Passage to read >>
^^^^^^^^^^^^^^^^
DX9 and deffered rendering without tiles

pascal

Veteran
Other day Basic showed to me the deferred rendering algorithm. http://64.246.22.60/~admin61/forum/viewtopic.php?t=891

After that I was thinking is it necessary to have tiles to do a deffered rendering? Specially now that many futures games (DX9) will have many levels of multitexturing.

What about a simple algorithm like that:
Code:
// Deferred without tiles
for( all polys) 
 { 
   for( all pixels in poly ) 
   { 
     if( pixel visible ) 
     { 
       store z 
       store poly reference 
     } 
   } 
 } 
for( all pixels ) 
{ 
    calc and store pixel color 
}
edited: corrected the algorithm above
edited2: some correction again.
 
:-? CONFUSED :-?

Your code still contains :

Code:
for( all polys in tile )

Try explaining what you want to do... do you want to use one big tile = screen ?
 
Ooops, sorry my mistake :oops: I did some cut and paste from Basic algorithm. I corrected it.

The idea is do deffered rendering without any tile.
It will not save framebuffer bandwith but will save texture bandwith and save all multiple passes required by future games. On the other hand all eventual problems that come from sorting the large number of polygons in tiles is gone.

The reason is that probably future games will use a large number of passes and DX9 is designed for this high level of multiple passes.

IIRC Carmack stated that he is looking forward to be able to do 100 passes in future engines.

Does it make sense?
 
It would only be advantageous for the bandwith needed for the display list, because you would be building a smaller display list on the first pass and also reading back a smaller display list on the second pass (if you there was no occlusion or you were rendering back to front the display list build on the first pass would be the same as with tiling, although you would still be reading less of it on the second one ... removing invisible geometry from the list during the first pass would be very hard, because of fragmentation, and likely counter-productive).

Sorting is NOT an issue though, it never was. Tiling the tri's is only a bin-sort, that means its O(N) which is the same as vertex shading ... but compared to vertex shading its leading coefficient is insignificant (and growing even less significant as vertex shaders grow more complex and less tri's have overlap between tiles). You'd think that after all these years we would have gotten that down on this board :)
 
Hey Mfa, remenber I am a layman :)

Lets say that the future (2005) average pixel needs 20 passes, then what about the possible texture and multiple passes potential saving (in layman words)?
 
Its hard to say, most all of those passes would be lighting passes ... and I dont want to wager a bet on how lighting will be done in 3 years.
 
Joe:
Well, by then all "traditional" DX9 pipelines will be able to combine 20 textures in a single pass anyway.
Then this is one more motivation to use deffered rendering without tiles because we dont need to worry about framebuffer bandwith, we will only save texture bandwith and fillrate.
^^^^^^^^^^^^^^^^
Polygon annotations for photos >>
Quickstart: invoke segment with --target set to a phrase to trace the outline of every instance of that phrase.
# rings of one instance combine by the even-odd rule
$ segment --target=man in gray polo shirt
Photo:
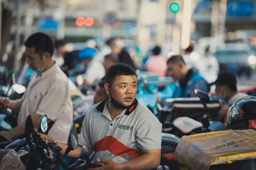
[[[105,86],[109,97],[88,111],[80,146],[68,157],[78,158],[81,146],[85,146],[89,154],[95,152],[94,163],[104,164],[94,170],[149,170],[159,165],[162,124],[135,98],[137,81],[135,71],[128,64],[114,65],[109,69]],[[48,143],[54,142],[42,136]],[[63,153],[66,143],[57,143]]]

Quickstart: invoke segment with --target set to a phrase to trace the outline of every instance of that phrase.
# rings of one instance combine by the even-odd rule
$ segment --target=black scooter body
[[[162,133],[161,165],[167,166],[172,169],[179,169],[178,163],[174,160],[174,153],[179,141],[179,138],[175,135]]]

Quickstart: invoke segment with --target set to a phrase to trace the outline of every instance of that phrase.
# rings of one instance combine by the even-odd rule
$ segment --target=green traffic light
[[[173,3],[170,5],[170,10],[173,12],[176,13],[179,10],[179,7],[177,3]]]

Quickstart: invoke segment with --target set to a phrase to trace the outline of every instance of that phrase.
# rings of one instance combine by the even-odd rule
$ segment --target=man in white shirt
[[[50,122],[48,135],[66,142],[73,123],[73,107],[68,78],[52,58],[54,50],[52,40],[47,34],[38,32],[28,37],[24,45],[27,63],[35,72],[22,98],[0,99],[1,108],[9,107],[19,112],[18,126],[0,133],[9,139],[22,135],[28,115],[31,115],[36,128],[41,117],[46,114]]]
[[[191,57],[191,54],[193,52],[193,50],[194,47],[192,45],[190,45],[185,50],[185,53],[182,55],[186,65],[189,69],[193,67],[196,68],[196,61],[192,60]],[[197,68],[196,68],[198,69]]]
[[[105,68],[102,63],[94,58],[97,54],[96,49],[90,47],[85,48],[78,54],[78,61],[84,60],[87,64],[84,76],[85,85],[95,85],[105,76]]]

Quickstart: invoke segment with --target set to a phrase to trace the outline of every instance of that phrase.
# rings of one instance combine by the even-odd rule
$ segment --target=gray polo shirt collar
[[[108,102],[108,100],[109,97],[108,97],[106,100],[101,102],[98,105],[97,107],[96,107],[96,109],[99,111],[103,112],[103,114],[104,113],[106,113],[108,111],[107,106],[106,105],[106,103],[107,103],[107,102]],[[120,116],[123,116],[124,115],[124,113],[123,112],[124,112],[124,114],[126,115],[129,115],[132,112],[135,110],[136,107],[137,107],[138,103],[138,100],[135,98],[134,101],[133,101],[133,103],[131,105],[130,107],[129,108],[124,109],[124,111],[122,112],[121,114],[119,115],[120,115]],[[125,110],[125,112],[124,111]]]

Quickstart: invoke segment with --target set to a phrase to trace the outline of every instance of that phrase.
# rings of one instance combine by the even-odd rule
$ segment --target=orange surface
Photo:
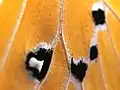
^^^^^^^^^^^^^^^^
The task >>
From the thread on deferred rendering, write out the part starting with "DX9 and deffered" and going on through "for( all polys)", switching each "tiles" to "bins".

Final result >>
DX9 and deffered rendering without bins

pascal

Veteran
Other day Basic showed to me the deferred rendering algorithm. http://64.246.22.60/~admin61/forum/viewtopic.php?t=891

After that I was thinking is it necessary to have bins to do a deffered rendering? Specially now that many futures games (DX9) will have many levels of multitexturing.

What about a simple algorithm like that:
Code:
// Deferred without bins
for( all polys)